----- Exercise data -----
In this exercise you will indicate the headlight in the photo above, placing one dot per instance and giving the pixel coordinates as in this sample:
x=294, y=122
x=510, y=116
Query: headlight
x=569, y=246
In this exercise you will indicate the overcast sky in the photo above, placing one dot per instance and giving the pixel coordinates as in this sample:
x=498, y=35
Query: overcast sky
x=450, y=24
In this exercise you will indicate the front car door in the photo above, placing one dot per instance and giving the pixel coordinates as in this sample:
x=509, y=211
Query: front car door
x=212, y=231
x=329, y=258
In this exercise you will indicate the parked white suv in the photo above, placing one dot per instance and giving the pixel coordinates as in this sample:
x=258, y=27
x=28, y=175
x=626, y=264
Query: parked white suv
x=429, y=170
-----
Please convert the records above into a numbered list, leaving out any blank lines.

■ **Final answer**:
1. In this exercise you will indicate the headlight in the photo above, placing one dot per instance and giving the pixel coordinates as in this sample:
2. x=294, y=122
3. x=510, y=116
4. Query: headlight
5. x=569, y=246
6. In this exercise you will indicate the overcast sky in the photo above, placing one dot per instance and giving the pixel coordinates as in this sample:
7. x=498, y=35
8. Query: overcast sky
9. x=450, y=24
10. In this exercise you will indicate the front car door in the photo above, placing one dot per instance and giving the pixel coordinates as in this sample:
11. x=509, y=211
12. Query: front car door
13. x=212, y=231
14. x=329, y=258
15. In this exercise you will indicate the parked white suv in the photo above, placing one dot per instance and giving the pixel coordinates as in this sample:
16. x=258, y=27
17. x=28, y=175
18. x=626, y=264
19. Query: parked white suv
20. x=429, y=170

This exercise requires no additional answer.